### What to produce
List each line of the items below that contains the string "sliced", copying every such line in full.

### Named region outline records
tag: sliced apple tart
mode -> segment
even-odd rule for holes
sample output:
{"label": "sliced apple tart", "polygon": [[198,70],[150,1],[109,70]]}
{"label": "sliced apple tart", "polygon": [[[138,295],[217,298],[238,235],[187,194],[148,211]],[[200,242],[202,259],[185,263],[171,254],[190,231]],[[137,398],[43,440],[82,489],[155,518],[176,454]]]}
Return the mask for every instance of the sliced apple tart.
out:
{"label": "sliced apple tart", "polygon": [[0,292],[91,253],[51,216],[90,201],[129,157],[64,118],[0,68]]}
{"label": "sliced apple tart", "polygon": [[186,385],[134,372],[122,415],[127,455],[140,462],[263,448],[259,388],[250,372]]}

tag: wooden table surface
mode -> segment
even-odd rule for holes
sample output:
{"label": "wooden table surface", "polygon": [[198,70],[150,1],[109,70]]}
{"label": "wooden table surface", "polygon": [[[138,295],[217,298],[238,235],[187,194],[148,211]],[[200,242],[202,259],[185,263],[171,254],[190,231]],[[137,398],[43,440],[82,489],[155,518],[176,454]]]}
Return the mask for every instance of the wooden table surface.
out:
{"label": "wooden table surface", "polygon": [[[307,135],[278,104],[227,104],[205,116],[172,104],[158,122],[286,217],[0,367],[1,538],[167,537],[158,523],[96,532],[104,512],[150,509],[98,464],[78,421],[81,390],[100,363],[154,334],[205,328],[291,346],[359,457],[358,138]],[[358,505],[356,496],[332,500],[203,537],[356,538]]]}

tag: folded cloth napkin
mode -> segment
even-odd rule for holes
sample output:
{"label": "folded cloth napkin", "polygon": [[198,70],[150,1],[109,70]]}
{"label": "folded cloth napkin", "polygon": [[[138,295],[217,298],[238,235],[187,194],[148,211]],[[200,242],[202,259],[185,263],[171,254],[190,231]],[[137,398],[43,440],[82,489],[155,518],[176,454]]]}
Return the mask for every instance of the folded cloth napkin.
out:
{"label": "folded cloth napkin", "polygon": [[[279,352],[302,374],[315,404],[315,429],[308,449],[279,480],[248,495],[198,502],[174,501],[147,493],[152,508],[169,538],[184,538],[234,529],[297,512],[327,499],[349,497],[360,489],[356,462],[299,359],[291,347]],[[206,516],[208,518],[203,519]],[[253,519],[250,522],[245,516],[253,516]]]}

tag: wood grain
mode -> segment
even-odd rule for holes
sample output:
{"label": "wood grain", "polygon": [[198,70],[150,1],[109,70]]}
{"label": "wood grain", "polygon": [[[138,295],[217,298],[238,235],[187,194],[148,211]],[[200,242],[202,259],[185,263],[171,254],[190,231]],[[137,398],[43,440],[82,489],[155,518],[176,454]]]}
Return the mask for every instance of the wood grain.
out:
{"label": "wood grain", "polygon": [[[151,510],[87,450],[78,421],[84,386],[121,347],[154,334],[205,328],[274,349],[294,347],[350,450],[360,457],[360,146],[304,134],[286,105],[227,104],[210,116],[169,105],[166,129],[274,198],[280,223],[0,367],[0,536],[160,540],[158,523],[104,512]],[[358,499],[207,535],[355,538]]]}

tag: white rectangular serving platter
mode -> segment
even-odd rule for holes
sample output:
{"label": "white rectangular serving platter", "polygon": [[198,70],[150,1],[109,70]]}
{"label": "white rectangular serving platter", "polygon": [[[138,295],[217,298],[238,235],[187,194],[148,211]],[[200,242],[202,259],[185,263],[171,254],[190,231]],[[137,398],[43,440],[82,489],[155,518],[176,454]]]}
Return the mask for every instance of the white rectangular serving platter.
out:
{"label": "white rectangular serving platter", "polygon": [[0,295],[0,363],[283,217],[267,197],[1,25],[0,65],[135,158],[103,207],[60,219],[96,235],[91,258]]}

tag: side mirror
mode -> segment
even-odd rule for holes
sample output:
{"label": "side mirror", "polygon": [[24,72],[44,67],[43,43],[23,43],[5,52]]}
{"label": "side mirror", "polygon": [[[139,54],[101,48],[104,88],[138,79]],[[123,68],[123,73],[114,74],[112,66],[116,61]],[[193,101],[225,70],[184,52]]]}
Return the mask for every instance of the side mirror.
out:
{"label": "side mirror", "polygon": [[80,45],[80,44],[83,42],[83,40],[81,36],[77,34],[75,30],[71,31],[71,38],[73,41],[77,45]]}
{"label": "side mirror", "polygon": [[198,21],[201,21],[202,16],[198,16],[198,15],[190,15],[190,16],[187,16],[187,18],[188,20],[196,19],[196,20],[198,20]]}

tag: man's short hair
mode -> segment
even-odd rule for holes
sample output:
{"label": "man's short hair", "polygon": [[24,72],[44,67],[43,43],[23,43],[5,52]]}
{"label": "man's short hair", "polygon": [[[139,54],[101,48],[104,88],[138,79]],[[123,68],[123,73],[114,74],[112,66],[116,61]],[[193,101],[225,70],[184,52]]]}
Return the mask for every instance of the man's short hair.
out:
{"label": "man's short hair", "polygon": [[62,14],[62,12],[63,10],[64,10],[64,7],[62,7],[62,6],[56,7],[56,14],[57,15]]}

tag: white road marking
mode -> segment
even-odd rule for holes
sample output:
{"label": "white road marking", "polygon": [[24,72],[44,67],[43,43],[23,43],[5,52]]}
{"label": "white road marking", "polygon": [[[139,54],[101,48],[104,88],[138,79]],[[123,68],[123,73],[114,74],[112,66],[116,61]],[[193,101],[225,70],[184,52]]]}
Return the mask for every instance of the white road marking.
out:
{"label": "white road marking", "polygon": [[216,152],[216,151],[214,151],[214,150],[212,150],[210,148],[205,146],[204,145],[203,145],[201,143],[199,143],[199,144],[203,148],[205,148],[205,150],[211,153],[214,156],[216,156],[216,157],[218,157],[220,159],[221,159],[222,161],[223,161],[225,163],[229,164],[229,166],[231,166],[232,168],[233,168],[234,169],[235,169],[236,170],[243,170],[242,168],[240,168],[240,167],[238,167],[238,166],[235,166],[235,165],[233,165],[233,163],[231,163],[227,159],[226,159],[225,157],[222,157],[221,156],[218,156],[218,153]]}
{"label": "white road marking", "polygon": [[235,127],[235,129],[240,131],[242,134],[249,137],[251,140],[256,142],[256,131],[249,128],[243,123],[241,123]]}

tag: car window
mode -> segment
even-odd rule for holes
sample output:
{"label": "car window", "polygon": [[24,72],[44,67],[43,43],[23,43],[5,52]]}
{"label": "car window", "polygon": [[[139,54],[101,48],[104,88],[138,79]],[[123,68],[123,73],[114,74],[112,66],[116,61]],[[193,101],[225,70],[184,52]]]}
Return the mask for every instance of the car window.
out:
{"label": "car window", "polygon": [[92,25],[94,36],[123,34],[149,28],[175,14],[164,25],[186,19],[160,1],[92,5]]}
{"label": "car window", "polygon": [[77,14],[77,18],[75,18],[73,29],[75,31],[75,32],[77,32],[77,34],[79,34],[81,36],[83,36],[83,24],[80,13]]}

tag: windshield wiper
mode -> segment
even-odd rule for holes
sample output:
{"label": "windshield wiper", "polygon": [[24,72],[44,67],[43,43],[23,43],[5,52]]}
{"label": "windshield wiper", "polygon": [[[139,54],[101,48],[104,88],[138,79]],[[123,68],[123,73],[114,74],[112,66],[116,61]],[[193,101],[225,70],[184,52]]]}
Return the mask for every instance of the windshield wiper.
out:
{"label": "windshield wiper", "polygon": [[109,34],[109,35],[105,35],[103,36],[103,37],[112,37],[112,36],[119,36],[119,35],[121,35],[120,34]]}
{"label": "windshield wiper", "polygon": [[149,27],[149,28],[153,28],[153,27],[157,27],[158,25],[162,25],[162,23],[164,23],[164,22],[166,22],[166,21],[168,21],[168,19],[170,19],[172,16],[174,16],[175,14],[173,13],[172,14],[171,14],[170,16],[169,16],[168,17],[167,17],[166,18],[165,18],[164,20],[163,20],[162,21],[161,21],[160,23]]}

### Response
tag: sliced apple tart
{"label": "sliced apple tart", "polygon": [[198,70],[150,1],[109,70]]}
{"label": "sliced apple tart", "polygon": [[[138,295],[217,298],[238,235],[187,194],[148,211]],[[200,242],[202,259],[185,263],[171,254],[190,231]],[[137,398],[43,440],[82,489],[155,518],[176,454]]]}
Return the mask for every instance of the sliced apple tart.
{"label": "sliced apple tart", "polygon": [[0,292],[91,253],[51,216],[90,201],[129,157],[64,118],[0,68]]}
{"label": "sliced apple tart", "polygon": [[186,385],[134,372],[122,415],[127,455],[140,462],[263,448],[259,388],[250,372]]}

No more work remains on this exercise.